Polecenie 1 |
Wypisz bez żadnych zmian wszystkie wiersze z wpisów wskazujących nazwane obiekty, pomijając w odpowiedzi obrazy.

Artykuł |
W poniedziałek TVP1 wyemitowała genialny spektakl "Norymberga". Dla tych, którzy starają się zrozumieć fenomen zła i uwikłania czasów PRL, mających wpływ na tzw. lata transformacji to lektura obowiązkowa. Piewcom i apologetom szczodrze sięgających po ludzi wówczas aktywnych w aparacie represji i propagandy warto zadedykować zdanie: "wyobraź sobie aukcję, na której sprzedaje się obrazy Adolfa Hitlera...".
Spektakl pokazuje, że nie wszystko co czarne jest czarne a co białe - białe... Warto czasem zadumać się nad urokiem coniunctivu.
Byliśmy dumni, że został nagrodzony Złotą Palmą w Cannes film Andrzeja Wajdy „Człowiek z żelaza”, a „Czarny Czwartek” według scenariusza neofitów, pokazał na wielkim ekranie dramat Grudnia’70.
Jednak widząc bezkarnych sprawców stanu wojennego, odpowiedzialnych za strzelanie do robotników w 1970 i 1981 roku, tych, którzy dzisiaj zatuszowali, że zaraz po Grudniu wstąpili do PZPR, trudno uwolnić się od wspomnienia symbolicznej dla tzw. przemian końca lat 80. sceny.

[Wpisy ze wskazywaniem nazwanych obiektów]

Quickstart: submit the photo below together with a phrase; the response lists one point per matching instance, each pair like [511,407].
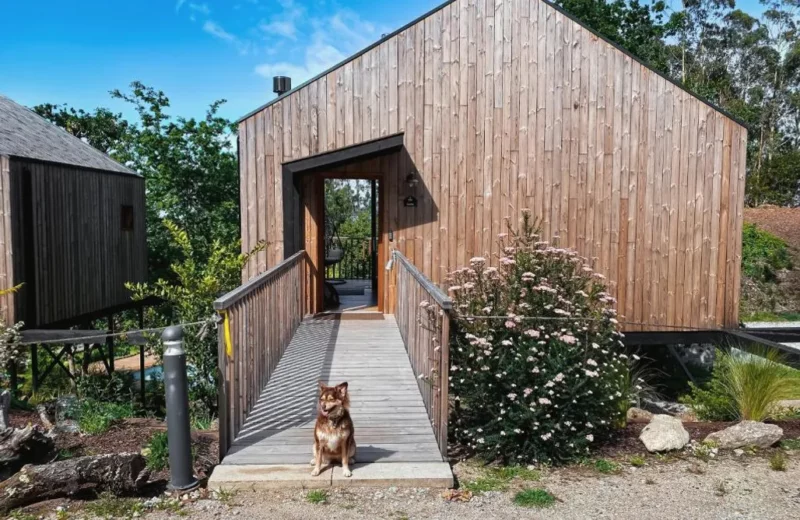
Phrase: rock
[747,433]
[664,433]
[637,414]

Polecenie 2 |
Zwróć w całości i bez zmian artykuł o spektaklu „Norymberga”.

Rozwiązanie zadania 1 |
Quickstart: submit the photo below together with a phrase; the response lists one point per matching instance, each pair like [511,407].
Phrase: rock
[747,433]
[664,433]
[637,414]

Rozwiązanie zadania 2 |
W poniedziałek TVP1 wyemitowała genialny spektakl "Norymberga". Dla tych, którzy starają się zrozumieć fenomen zła i uwikłania czasów PRL, mających wpływ na tzw. lata transformacji to lektura obowiązkowa. Piewcom i apologetom szczodrze sięgających po ludzi wówczas aktywnych w aparacie represji i propagandy warto zadedykować zdanie: "wyobraź sobie aukcję, na której sprzedaje się obrazy Adolfa Hitlera...".
Spektakl pokazuje, że nie wszystko co czarne jest czarne a co białe - białe... Warto czasem zadumać się nad urokiem coniunctivu.
Byliśmy dumni, że został nagrodzony Złotą Palmą w Cannes film Andrzeja Wajdy „Człowiek z żelaza”, a „Czarny Czwartek” według scenariusza neofitów, pokazał na wielkim ekranie dramat Grudnia’70.
Jednak widząc bezkarnych sprawców stanu wojennego, odpowiedzialnych za strzelanie do robotników w 1970 i 1981 roku, tych, którzy dzisiaj zatuszowali, że zaraz po Grudniu wstąpili do PZPR, trudno uwolnić się od wspomnienia symbolicznej dla tzw. przemian końca lat 80. sceny.